▶ _Requirements_
Lay out every line of the records below as a numbered list, skipping any blank lines. Leave the pictures out of your answer.

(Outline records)
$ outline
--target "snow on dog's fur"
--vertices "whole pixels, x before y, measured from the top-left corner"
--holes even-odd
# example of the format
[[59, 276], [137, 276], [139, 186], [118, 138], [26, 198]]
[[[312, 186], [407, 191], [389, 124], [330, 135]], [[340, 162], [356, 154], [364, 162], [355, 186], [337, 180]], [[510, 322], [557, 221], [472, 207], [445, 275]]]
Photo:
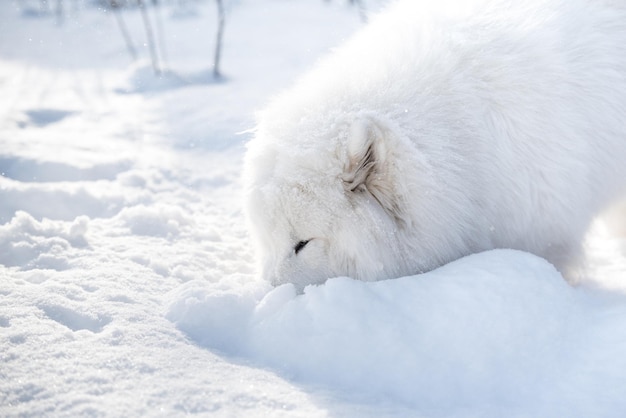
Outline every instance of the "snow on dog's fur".
[[626, 185], [626, 3], [397, 3], [261, 113], [244, 181], [274, 284], [503, 247], [573, 278]]

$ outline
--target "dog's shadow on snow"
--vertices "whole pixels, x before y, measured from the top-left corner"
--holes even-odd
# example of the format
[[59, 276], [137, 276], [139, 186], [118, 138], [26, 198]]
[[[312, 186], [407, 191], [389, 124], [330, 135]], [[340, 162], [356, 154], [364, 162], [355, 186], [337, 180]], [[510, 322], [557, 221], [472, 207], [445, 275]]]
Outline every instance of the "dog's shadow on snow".
[[626, 390], [626, 299], [573, 288], [527, 253], [494, 250], [383, 282], [331, 279], [302, 295], [291, 285], [200, 286], [173, 295], [168, 318], [179, 329], [275, 371], [321, 405], [556, 404], [578, 415], [576, 405], [603, 396], [626, 407], [603, 384]]

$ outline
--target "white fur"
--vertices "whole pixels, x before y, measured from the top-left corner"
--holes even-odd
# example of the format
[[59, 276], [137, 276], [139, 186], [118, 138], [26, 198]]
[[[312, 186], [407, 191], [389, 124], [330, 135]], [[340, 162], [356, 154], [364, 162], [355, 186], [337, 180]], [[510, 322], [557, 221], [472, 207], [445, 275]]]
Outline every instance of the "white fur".
[[573, 277], [626, 186], [626, 3], [401, 1], [260, 115], [244, 181], [274, 284], [492, 248]]

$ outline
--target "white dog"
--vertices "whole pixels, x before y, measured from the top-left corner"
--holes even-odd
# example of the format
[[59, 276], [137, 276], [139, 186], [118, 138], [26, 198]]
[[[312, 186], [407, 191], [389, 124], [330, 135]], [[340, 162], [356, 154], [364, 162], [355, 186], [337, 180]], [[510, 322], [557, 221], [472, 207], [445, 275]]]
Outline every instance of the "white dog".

▶ _Reply to the exercise_
1. $ outline
2. --target "snow on dog's fur"
3. --vertices "whole pixels, x before y, measured from the top-left corner"
4. --holes even-odd
5. # example of the format
6. [[59, 276], [137, 276], [139, 186], [118, 138], [26, 198]]
7. [[[312, 186], [407, 191], [389, 124], [330, 135]], [[340, 162], [356, 154], [364, 162], [355, 186], [337, 180]], [[510, 322], [557, 221], [472, 207], [445, 275]]]
8. Photo:
9. Outline every instance of the "snow on dog's fur".
10. [[626, 185], [626, 3], [397, 3], [261, 113], [244, 181], [274, 284], [503, 247], [573, 278]]
11. $ outline
12. --target "dog's shadow on snow"
13. --vertices "whole pixels, x before y, measured from the top-left corner"
14. --holes even-odd
15. # example of the format
16. [[59, 276], [137, 276], [139, 186], [118, 138], [26, 198]]
17. [[[312, 186], [407, 191], [389, 124], [330, 135]], [[340, 162], [356, 154], [364, 162], [355, 186], [337, 180]], [[510, 322], [557, 221], [472, 207], [445, 275]]]
18. Outline every instance of the "dog's shadow on snow".
19. [[626, 390], [626, 299], [573, 288], [527, 253], [494, 250], [383, 282], [331, 279], [302, 295], [291, 285], [200, 286], [173, 295], [168, 318], [179, 329], [275, 371], [321, 405], [556, 404], [578, 415], [576, 405], [603, 396], [626, 407], [603, 384]]
20. $ outline
21. --target "white fur"
22. --vertices "whole pixels, x before y, measured from the top-left corner"
23. --holes even-odd
24. # example of the format
25. [[59, 276], [137, 276], [139, 186], [118, 138], [26, 198]]
26. [[[312, 186], [407, 191], [389, 124], [330, 135]], [[340, 162], [356, 154], [364, 162], [355, 186], [337, 180]], [[510, 322], [557, 221], [472, 207], [445, 275]]]
27. Outline every instance of the "white fur".
28. [[573, 277], [626, 186], [626, 3], [401, 1], [260, 115], [244, 181], [274, 284], [492, 248]]
29. $ outline
30. --target "white dog"
31. --vertices "whole pixels, x before y, measured from the top-left corner"
32. --holes even-odd
33. # example of the format
34. [[59, 276], [137, 276], [139, 186], [118, 138], [26, 198]]
35. [[[312, 186], [407, 191], [389, 124], [330, 135]], [[340, 162], [356, 154], [364, 162], [355, 186], [337, 180]], [[510, 322], [557, 221], [472, 207], [445, 275]]]
36. Outline every instance of the "white dog".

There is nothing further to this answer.